#### Problem requirements
Extract all of the records below, reproducing each line without any change.

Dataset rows
========================================

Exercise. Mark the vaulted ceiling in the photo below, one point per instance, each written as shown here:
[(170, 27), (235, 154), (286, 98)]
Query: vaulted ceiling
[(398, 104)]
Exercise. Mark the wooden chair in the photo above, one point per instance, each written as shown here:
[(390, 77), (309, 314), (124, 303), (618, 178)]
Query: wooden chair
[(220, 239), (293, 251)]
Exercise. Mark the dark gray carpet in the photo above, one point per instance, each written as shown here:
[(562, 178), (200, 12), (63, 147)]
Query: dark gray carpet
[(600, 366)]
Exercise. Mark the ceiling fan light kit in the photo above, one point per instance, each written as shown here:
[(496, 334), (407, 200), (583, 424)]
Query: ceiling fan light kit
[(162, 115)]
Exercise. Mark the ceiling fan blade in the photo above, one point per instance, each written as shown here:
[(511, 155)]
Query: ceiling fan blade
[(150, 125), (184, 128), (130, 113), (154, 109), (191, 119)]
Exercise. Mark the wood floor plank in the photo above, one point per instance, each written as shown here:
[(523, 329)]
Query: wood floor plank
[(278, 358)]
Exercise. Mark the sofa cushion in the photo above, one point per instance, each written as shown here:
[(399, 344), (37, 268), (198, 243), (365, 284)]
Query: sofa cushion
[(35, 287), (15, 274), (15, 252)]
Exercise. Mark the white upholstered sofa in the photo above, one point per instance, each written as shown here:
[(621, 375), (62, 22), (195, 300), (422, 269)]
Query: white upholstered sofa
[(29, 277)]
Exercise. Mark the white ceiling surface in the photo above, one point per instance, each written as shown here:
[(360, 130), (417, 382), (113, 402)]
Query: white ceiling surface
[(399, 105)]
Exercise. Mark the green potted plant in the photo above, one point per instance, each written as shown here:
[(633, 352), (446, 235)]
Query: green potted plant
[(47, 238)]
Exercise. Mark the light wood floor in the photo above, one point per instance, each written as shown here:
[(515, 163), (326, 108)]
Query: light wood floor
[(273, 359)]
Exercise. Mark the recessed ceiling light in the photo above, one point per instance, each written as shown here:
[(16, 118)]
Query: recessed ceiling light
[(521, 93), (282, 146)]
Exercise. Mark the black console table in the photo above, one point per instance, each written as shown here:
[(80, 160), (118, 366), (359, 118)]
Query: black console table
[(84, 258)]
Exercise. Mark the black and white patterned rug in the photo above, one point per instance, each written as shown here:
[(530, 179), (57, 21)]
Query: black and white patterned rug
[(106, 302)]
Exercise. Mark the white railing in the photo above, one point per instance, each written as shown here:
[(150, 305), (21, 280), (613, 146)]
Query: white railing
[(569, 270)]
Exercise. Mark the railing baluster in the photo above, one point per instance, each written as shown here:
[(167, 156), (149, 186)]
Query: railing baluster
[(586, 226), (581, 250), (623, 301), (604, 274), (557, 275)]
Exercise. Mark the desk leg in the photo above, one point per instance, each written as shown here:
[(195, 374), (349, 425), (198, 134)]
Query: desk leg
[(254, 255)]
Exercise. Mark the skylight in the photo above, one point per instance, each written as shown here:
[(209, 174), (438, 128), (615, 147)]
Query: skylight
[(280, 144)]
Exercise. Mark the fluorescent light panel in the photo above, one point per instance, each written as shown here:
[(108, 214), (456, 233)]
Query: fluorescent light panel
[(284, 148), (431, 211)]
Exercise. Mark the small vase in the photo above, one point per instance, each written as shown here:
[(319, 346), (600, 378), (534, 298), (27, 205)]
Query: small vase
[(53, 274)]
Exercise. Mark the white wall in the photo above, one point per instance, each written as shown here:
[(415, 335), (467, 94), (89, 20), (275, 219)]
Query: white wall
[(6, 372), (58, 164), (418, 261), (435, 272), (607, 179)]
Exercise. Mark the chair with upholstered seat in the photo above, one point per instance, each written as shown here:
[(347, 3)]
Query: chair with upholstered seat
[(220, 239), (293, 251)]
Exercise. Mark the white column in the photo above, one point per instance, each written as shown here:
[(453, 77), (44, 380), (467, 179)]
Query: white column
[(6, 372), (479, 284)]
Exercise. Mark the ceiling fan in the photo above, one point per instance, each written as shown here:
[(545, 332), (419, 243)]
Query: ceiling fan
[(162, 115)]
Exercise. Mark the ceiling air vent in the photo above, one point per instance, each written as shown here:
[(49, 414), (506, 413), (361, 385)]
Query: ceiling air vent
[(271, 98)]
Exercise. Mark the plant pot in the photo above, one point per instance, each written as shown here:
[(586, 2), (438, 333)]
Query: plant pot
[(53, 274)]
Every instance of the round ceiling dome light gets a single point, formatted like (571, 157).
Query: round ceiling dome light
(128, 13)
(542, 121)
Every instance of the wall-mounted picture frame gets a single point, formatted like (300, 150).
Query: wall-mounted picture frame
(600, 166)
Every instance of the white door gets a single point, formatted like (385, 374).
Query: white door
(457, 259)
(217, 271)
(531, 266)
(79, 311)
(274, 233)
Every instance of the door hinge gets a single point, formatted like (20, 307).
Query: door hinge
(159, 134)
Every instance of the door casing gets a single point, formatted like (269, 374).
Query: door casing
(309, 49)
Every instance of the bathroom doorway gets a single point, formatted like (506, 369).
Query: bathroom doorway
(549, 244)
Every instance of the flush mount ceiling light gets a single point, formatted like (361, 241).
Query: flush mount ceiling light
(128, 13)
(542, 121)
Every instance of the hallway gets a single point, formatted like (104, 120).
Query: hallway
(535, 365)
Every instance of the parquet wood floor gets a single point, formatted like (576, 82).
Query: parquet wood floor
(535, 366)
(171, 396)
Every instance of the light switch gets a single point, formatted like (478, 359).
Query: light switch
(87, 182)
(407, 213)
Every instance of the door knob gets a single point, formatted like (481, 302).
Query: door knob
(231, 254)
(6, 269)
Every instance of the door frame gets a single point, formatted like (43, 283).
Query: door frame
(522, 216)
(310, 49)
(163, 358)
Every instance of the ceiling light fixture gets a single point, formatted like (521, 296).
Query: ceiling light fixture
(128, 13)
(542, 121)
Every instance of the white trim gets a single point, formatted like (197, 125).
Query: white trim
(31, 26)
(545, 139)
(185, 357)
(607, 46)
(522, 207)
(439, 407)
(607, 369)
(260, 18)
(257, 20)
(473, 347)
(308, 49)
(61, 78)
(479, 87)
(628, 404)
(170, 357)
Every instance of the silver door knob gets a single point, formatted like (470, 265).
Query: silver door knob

========================================

#### Finished answer
Exercise. Mark the vaulted ceiling in the photo below, one point per instance, each written as shown here:
[(170, 27), (235, 154), (286, 98)]
Query: vaulted ceiling
[(398, 104)]
Exercise. Mark the wooden chair in the photo above, one point per instance, each written as shown here:
[(390, 77), (309, 314), (124, 303), (618, 178)]
Query: wooden chair
[(220, 239), (293, 251)]
Exercise. Mark the dark gray carpet in the photo above, one point per instance, each written as shown here:
[(562, 178), (200, 12), (63, 147)]
Query: dark gray carpet
[(600, 366)]
Exercise. Mark the ceiling fan light kit in the photo above, one point per instance, each written as shown here:
[(496, 334), (407, 200), (583, 424)]
Query: ceiling fan light kit
[(162, 115)]
Exercise. Mark the ceiling fan blade in the photo above, one point per instance, each written as shown here:
[(511, 155)]
Query: ceiling fan blade
[(150, 125), (184, 128), (130, 113), (154, 109), (191, 119)]
Exercise. Mark the wood floor plank in the photo above, one point per instance, each written as shown here:
[(523, 329)]
Query: wood floor plank
[(278, 358)]
Exercise. Mark the sofa cushion in the photo above, one point per instance, each written as shown here:
[(399, 344), (37, 268), (198, 243), (365, 284)]
Query: sofa cushion
[(35, 287), (15, 274), (15, 252)]
Exercise. Mark the white upholstered sofa in the photo above, one point per instance, each written as shown here:
[(621, 375), (62, 22), (195, 300), (422, 269)]
Query: white upholstered sofa
[(29, 277)]
Exercise. Mark the white ceiling surface in the photo above, one point per instance, each written as shown here:
[(360, 130), (417, 382), (113, 402)]
Query: white ceiling surface
[(399, 105)]
Exercise. Mark the green potted plant in the photo above, one point per instance, each written as shown here:
[(633, 352), (446, 235)]
Query: green potted plant
[(47, 238)]
Exercise. Mark the light wood floor in the photo above, one point per instance, each written as shown here:
[(515, 163), (326, 108)]
Query: light wood floor
[(273, 359)]
Exercise. Mark the recessed ceiling light in the photo above, one point per instance, each written as shown here:
[(16, 118)]
Query: recessed ceiling light
[(521, 93), (282, 146)]
Exercise. Mark the black console table in the photo above, one point per instance, each written as shown here:
[(80, 160), (118, 366), (359, 118)]
Query: black console table
[(84, 258)]
Exercise. Mark the black and white patterned rug in the photo above, one point per instance, each written as shown here:
[(530, 179), (57, 21)]
Query: black and white patterned rug
[(106, 302)]
Exercise. Mark the white railing in the photo above, one point per instance, each written as shown here:
[(150, 305), (21, 280), (613, 146)]
Query: white railing
[(569, 270)]
Exercise. Mark the railing baluster in the photo above, one point per instance, each written as shown here:
[(167, 156), (149, 186)]
Query: railing baluster
[(586, 226), (581, 250), (623, 301), (604, 274), (557, 275)]
Exercise. Mark the desk leg in the photo above, one point per instance, each written as shown here:
[(195, 374), (349, 425), (198, 134)]
Query: desk leg
[(254, 255)]
Exercise. Mark the skylight in the photo above, one point per instance, each written as shown here:
[(209, 174), (438, 128), (615, 147)]
Query: skylight
[(280, 144)]
Exercise. Mark the fluorescent light panel in the photo above, one point per instance, each written as shown here:
[(108, 214), (456, 233)]
Query: fluorescent light panel
[(284, 148), (431, 211)]
Exercise. Mark the small vase in the photo above, one point per instance, each written as shown here:
[(319, 346), (600, 378), (534, 298), (27, 205)]
Query: small vase
[(53, 274)]
Exercise. Mark the white wall in the photo above, one point per instance, each written as shown here:
[(415, 335), (467, 94), (89, 20), (275, 219)]
Query: white wall
[(6, 372), (58, 164), (418, 261), (435, 272), (607, 179)]
Exercise. Mark the chair with upholstered seat in the photo above, one point per instance, each written as shown here:
[(347, 3)]
Query: chair with upholstered seat
[(220, 239), (293, 251)]
Exercise. Mark the white column in the photo above, one point per instance, each written as shown here:
[(453, 77), (44, 380), (467, 179)]
Query: white column
[(6, 372), (479, 284)]
Exercise. Mark the ceiling fan in the photo above, one point per instance, each written as shown here:
[(545, 332), (419, 243)]
Query: ceiling fan
[(162, 115)]
Exercise. Mark the ceiling air vent in the photo above, one point per instance, each written as shown here:
[(49, 414), (506, 413), (361, 385)]
Query: ceiling air vent
[(271, 98)]
Exercise. Mark the plant pot in the photo above, one point per instance, each written as shown here:
[(586, 2), (438, 333)]
Query: plant pot
[(53, 274)]
Every instance of the round ceiling dome light gets a single point, formatted like (571, 157).
Query: round ceiling dome light
(128, 13)
(542, 121)
Every instance of the wall-mounted picture frame gets a single point, formatted like (300, 150).
Query: wall-mounted picture frame
(600, 166)
Every instance of the white door gets a single point, formatted like (385, 374).
Query: white door
(457, 259)
(217, 271)
(531, 266)
(79, 311)
(274, 233)
Every instance of the door hinge gets a single point, formatted like (20, 307).
Query: door hinge
(159, 134)
Every instance of the door casing gets a single point, formatted like (269, 374).
Query: door casing
(309, 49)
Every instance of the bathroom doorway gets a single point, formatted like (506, 369).
Query: bathroom doorway
(549, 244)
Every instance of the flush mount ceiling light gets a single point, formatted like (361, 241).
Query: flush mount ceiling light
(128, 13)
(542, 121)
Every instance of the hallway gets a single point, formatted like (104, 120).
Query: hallway
(535, 365)
Every instance of the parquet wood floor gets a single point, formatted like (576, 82).
Query: parquet wood floor
(535, 366)
(171, 396)
Every instance of the light switch gets a single point, formatted like (478, 359).
Query: light switch
(87, 182)
(407, 213)
Every instance of the door knob gets a single point, formatted like (481, 302).
Query: door knob
(231, 254)
(6, 269)
Every instance of the door frame gets a single point, formatted like (43, 283).
Query: door frame
(522, 216)
(310, 49)
(163, 358)
Every instance of the ceiling light fixture gets a single point, formatted like (521, 296).
Query: ceiling light fixture
(128, 13)
(542, 121)
Every instance of the white trim gets a single point, formatted like (197, 125).
Query: white trim
(31, 26)
(545, 139)
(185, 357)
(607, 46)
(522, 207)
(439, 407)
(607, 369)
(260, 18)
(257, 20)
(473, 347)
(308, 49)
(61, 78)
(479, 87)
(628, 404)
(170, 357)
Every instance of the silver door knob gets a single point, formatted like (470, 265).
Query: silver door knob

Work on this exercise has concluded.